── EXTRAIT FOURNI

La grande différence réside sans doute dans la différence de durée de ces prêts : 23,3 années aux Etats-Unis, contre seulement 3,5 années au Royaume-Uni. L’impact de cette différence sur le mécanisme de transmission de la politique monétaire peut être mieux appréhendé si l’on suppose des hausses de taux d’intérêt. Pour ce faire, je suis parti de l’hypothèse de marges constantes sur les prêts immobiliers et d’un marché britannique composé à proportion égale de crédits à taux variable et à taux fixe (les prêts à taux fixe étant répartis entre les durées 2 ans et 5 ans).
Les avantages induits par des taux fixes ancrés sur de faibles niveaux aux Etats-Unis sont évidents. Pour chaque hausse de 1 % des taux immobiliers, l’emprunteur britannique moyen voit 3 % de son salaire mensuel s’évaporer sous forme de remboursement de dette.
En réalité, deux de mes hypothèses sont même un peu trop optimistes pour le marché britannique. Premièrement, j’ai supposé que la hausse des taux immobiliers intervenait rapidement. Ainsi, ceux qui ont contracté des prêts à taux fixes de 2 ou 5 ans conservent dans ce scénario leurs conditions initiales. N’étant pas arrivés au terme de leur crédit, ils ne sont pas obligés de contracter un nouveau prêt immobilier soit aux taux fixes en vigueur, soit au taux variable standard. Et deuxièmement, j’ai supposé que le taux variable était actuellement égal à la moyenne des taux immobiliers au Royaume-Uni (2,98 %). Une recherche rapide en ligne montre qu’il est sans doute plus proche de 4 %, voire plus.
Même si cette analyse repose sur beaucoup d’hypothèses et souffre donc d’une certaine subjectivité, les implications sont néanmoins claires : le mécanisme monétaire et les effets potentiels sur la consommation varient considérablement entre les deux pays. En cas de resserrement monétaire au Royaume-Uni, la demande et la consommation s’ajusteraient alors assez rapidement. En revanche, les ménages américains sont à ce stade beaucoup moins sensibles aux évolutions de taux, et ces derniers devraient atteindre des niveaux bien plus élevés (ou le temps de latence des mesures monétaires s’allonger considérablement) que ce qui est actuellement intégré par le marché.

────

À FAIRE →
Répondez d'après l'extrait sur les prêts immobiliers :
1. Quelle est la durée de ces prêts aux États-Unis et au Royaume-Uni ?
2. Quelle part de son salaire mensuel l'emprunteur britannique moyen perd-il pour chaque hausse de 1 % des taux immobiliers ?
3. Dans la deuxième hypothèse, à quelle valeur le taux variable est-il supposé égal ?

── CONTENU DES DONNÉES

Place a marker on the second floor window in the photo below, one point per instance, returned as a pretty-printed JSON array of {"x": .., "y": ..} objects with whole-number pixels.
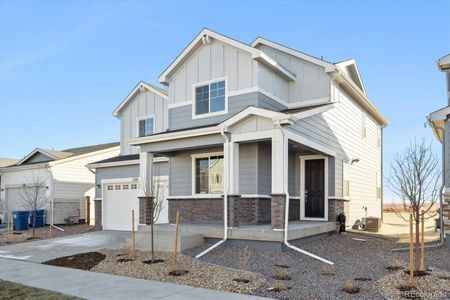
[
  {"x": 146, "y": 127},
  {"x": 210, "y": 98}
]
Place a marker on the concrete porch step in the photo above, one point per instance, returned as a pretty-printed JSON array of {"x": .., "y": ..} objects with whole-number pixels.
[{"x": 165, "y": 240}]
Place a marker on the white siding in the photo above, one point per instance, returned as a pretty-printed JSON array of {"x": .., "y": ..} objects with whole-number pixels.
[
  {"x": 143, "y": 104},
  {"x": 10, "y": 197},
  {"x": 213, "y": 61},
  {"x": 340, "y": 129},
  {"x": 72, "y": 181},
  {"x": 312, "y": 81}
]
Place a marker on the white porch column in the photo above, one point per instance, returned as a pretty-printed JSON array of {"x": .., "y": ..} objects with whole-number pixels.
[
  {"x": 279, "y": 162},
  {"x": 145, "y": 172},
  {"x": 234, "y": 168}
]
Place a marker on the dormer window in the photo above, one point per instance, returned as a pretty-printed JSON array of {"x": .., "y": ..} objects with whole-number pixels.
[
  {"x": 146, "y": 126},
  {"x": 210, "y": 99}
]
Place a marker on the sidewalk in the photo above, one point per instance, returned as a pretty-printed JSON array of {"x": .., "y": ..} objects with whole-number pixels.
[{"x": 90, "y": 285}]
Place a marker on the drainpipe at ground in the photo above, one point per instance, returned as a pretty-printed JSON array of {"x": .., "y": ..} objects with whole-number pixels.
[
  {"x": 225, "y": 197},
  {"x": 286, "y": 212}
]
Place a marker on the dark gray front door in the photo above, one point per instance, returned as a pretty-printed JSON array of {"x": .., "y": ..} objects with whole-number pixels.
[{"x": 314, "y": 188}]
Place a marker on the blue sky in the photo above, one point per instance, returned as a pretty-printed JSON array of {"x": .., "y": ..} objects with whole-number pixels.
[{"x": 65, "y": 65}]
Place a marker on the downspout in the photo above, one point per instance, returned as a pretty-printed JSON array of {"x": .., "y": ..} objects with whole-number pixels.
[
  {"x": 286, "y": 212},
  {"x": 441, "y": 200},
  {"x": 225, "y": 198},
  {"x": 52, "y": 182}
]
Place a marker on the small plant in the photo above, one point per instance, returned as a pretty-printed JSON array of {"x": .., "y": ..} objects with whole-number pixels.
[
  {"x": 394, "y": 268},
  {"x": 178, "y": 272},
  {"x": 327, "y": 271},
  {"x": 282, "y": 274},
  {"x": 151, "y": 261},
  {"x": 349, "y": 288},
  {"x": 279, "y": 287},
  {"x": 363, "y": 279},
  {"x": 241, "y": 280}
]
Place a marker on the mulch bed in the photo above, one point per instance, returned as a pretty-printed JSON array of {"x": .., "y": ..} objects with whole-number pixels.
[
  {"x": 83, "y": 261},
  {"x": 41, "y": 233}
]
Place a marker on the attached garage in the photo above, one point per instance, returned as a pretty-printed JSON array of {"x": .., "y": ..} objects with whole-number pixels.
[{"x": 120, "y": 198}]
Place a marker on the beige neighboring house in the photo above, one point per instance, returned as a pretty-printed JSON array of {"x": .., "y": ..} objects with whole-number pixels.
[{"x": 68, "y": 180}]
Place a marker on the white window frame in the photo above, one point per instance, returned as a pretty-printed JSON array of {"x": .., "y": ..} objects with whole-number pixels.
[
  {"x": 346, "y": 177},
  {"x": 204, "y": 155},
  {"x": 145, "y": 118},
  {"x": 302, "y": 186},
  {"x": 194, "y": 102}
]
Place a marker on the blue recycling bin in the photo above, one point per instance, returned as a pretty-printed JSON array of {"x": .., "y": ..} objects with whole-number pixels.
[
  {"x": 20, "y": 220},
  {"x": 40, "y": 218}
]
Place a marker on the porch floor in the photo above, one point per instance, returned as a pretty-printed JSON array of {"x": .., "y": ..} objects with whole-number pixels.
[{"x": 297, "y": 230}]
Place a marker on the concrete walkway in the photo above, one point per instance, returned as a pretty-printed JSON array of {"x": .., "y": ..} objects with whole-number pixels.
[
  {"x": 43, "y": 250},
  {"x": 91, "y": 285}
]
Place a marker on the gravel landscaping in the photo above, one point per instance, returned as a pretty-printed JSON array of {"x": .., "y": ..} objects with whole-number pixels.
[
  {"x": 42, "y": 233},
  {"x": 361, "y": 264},
  {"x": 200, "y": 273}
]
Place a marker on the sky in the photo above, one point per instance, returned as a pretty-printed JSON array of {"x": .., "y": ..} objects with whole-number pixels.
[{"x": 66, "y": 65}]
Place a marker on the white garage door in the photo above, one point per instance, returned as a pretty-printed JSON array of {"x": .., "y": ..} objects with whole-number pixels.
[{"x": 119, "y": 199}]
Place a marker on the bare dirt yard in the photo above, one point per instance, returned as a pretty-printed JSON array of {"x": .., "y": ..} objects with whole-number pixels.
[
  {"x": 363, "y": 266},
  {"x": 42, "y": 233}
]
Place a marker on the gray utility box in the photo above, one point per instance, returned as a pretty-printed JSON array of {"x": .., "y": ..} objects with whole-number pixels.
[{"x": 371, "y": 223}]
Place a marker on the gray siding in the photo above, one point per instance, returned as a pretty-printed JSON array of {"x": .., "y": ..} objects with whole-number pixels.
[
  {"x": 248, "y": 166},
  {"x": 181, "y": 171},
  {"x": 130, "y": 171},
  {"x": 143, "y": 104},
  {"x": 339, "y": 129},
  {"x": 264, "y": 168},
  {"x": 181, "y": 117},
  {"x": 311, "y": 82}
]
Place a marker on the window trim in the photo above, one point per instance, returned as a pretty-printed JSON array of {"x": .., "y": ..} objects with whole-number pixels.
[
  {"x": 193, "y": 177},
  {"x": 145, "y": 118},
  {"x": 209, "y": 82}
]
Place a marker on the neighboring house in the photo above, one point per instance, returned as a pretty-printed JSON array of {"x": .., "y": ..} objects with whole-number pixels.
[
  {"x": 253, "y": 124},
  {"x": 68, "y": 180},
  {"x": 440, "y": 124}
]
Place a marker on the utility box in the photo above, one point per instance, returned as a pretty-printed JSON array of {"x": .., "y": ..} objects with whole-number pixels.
[{"x": 371, "y": 224}]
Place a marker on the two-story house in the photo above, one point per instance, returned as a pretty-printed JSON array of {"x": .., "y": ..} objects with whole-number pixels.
[{"x": 251, "y": 134}]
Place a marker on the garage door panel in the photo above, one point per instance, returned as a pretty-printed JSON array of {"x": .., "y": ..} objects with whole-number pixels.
[{"x": 119, "y": 199}]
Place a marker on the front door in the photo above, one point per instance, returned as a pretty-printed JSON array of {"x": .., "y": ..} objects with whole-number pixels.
[{"x": 314, "y": 191}]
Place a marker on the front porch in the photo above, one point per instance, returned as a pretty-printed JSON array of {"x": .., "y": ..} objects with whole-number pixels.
[
  {"x": 260, "y": 233},
  {"x": 251, "y": 173}
]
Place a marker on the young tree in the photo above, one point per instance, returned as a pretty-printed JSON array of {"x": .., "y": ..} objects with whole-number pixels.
[
  {"x": 33, "y": 196},
  {"x": 154, "y": 193},
  {"x": 415, "y": 179}
]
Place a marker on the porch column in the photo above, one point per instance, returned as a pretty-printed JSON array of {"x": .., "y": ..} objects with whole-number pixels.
[
  {"x": 279, "y": 179},
  {"x": 231, "y": 176},
  {"x": 146, "y": 187}
]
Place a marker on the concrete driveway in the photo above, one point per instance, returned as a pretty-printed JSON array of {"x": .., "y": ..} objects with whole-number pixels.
[{"x": 39, "y": 251}]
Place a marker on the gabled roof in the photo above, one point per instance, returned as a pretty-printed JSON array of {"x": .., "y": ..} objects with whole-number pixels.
[
  {"x": 54, "y": 155},
  {"x": 351, "y": 69},
  {"x": 5, "y": 162},
  {"x": 138, "y": 88},
  {"x": 262, "y": 41},
  {"x": 204, "y": 37},
  {"x": 444, "y": 63}
]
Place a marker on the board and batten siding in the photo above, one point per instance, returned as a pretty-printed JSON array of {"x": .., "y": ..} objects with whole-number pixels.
[
  {"x": 447, "y": 153},
  {"x": 340, "y": 130},
  {"x": 311, "y": 82},
  {"x": 142, "y": 105},
  {"x": 213, "y": 61},
  {"x": 181, "y": 117}
]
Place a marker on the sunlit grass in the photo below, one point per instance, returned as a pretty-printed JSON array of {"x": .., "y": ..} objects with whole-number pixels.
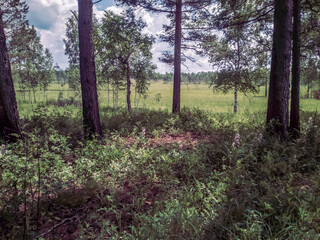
[{"x": 159, "y": 96}]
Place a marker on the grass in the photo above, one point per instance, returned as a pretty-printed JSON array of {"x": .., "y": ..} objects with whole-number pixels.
[
  {"x": 157, "y": 175},
  {"x": 192, "y": 96}
]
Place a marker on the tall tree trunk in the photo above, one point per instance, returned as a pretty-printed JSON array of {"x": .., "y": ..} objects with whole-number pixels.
[
  {"x": 34, "y": 94},
  {"x": 235, "y": 107},
  {"x": 9, "y": 117},
  {"x": 128, "y": 86},
  {"x": 295, "y": 88},
  {"x": 29, "y": 91},
  {"x": 280, "y": 67},
  {"x": 108, "y": 92},
  {"x": 177, "y": 58},
  {"x": 266, "y": 89},
  {"x": 91, "y": 118}
]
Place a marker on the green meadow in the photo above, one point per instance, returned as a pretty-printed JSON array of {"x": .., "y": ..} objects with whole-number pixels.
[{"x": 159, "y": 97}]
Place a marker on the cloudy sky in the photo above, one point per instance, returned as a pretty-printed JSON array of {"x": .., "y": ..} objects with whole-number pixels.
[{"x": 49, "y": 18}]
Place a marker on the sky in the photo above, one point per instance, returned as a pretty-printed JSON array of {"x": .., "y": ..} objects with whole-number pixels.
[{"x": 49, "y": 18}]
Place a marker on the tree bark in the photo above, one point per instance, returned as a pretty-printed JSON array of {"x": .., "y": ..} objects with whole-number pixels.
[
  {"x": 9, "y": 116},
  {"x": 128, "y": 86},
  {"x": 277, "y": 113},
  {"x": 295, "y": 88},
  {"x": 91, "y": 118},
  {"x": 235, "y": 107},
  {"x": 177, "y": 58}
]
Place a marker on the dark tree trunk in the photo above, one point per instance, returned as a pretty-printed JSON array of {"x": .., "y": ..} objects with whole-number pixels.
[
  {"x": 177, "y": 58},
  {"x": 235, "y": 107},
  {"x": 9, "y": 117},
  {"x": 128, "y": 87},
  {"x": 278, "y": 100},
  {"x": 295, "y": 88},
  {"x": 91, "y": 118},
  {"x": 266, "y": 90}
]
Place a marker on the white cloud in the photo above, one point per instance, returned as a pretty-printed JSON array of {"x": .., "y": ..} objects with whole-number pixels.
[{"x": 50, "y": 16}]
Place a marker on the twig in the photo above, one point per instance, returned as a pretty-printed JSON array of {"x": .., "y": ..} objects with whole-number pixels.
[{"x": 58, "y": 225}]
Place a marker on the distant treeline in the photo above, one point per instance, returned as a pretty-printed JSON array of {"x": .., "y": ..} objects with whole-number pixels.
[{"x": 196, "y": 78}]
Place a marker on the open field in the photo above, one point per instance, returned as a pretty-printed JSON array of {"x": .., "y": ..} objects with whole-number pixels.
[
  {"x": 155, "y": 175},
  {"x": 159, "y": 97}
]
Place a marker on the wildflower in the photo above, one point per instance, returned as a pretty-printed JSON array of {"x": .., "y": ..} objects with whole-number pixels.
[
  {"x": 260, "y": 138},
  {"x": 236, "y": 142}
]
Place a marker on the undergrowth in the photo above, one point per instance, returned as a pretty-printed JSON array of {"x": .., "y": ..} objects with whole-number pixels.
[{"x": 230, "y": 181}]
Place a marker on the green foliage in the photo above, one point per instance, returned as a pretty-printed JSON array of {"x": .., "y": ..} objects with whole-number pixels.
[{"x": 136, "y": 184}]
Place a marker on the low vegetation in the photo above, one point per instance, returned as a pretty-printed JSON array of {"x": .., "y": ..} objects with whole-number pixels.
[{"x": 192, "y": 175}]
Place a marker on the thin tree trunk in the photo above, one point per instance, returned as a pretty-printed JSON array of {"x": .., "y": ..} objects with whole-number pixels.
[
  {"x": 9, "y": 117},
  {"x": 29, "y": 95},
  {"x": 108, "y": 92},
  {"x": 235, "y": 107},
  {"x": 91, "y": 118},
  {"x": 278, "y": 100},
  {"x": 34, "y": 94},
  {"x": 128, "y": 87},
  {"x": 135, "y": 97},
  {"x": 113, "y": 97},
  {"x": 177, "y": 58},
  {"x": 295, "y": 88}
]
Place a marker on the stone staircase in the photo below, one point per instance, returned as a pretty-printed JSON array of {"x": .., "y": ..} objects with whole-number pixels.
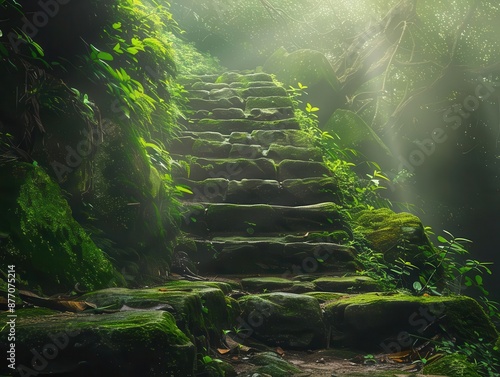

────

EXERCICE TERMINÉ →
1. 23,3 années aux États-Unis et 3,5 années au Royaume-Uni.
2. 3 % de son salaire mensuel.
3. 2,98 %, soit la moyenne des taux immobiliers au Royaume-Uni.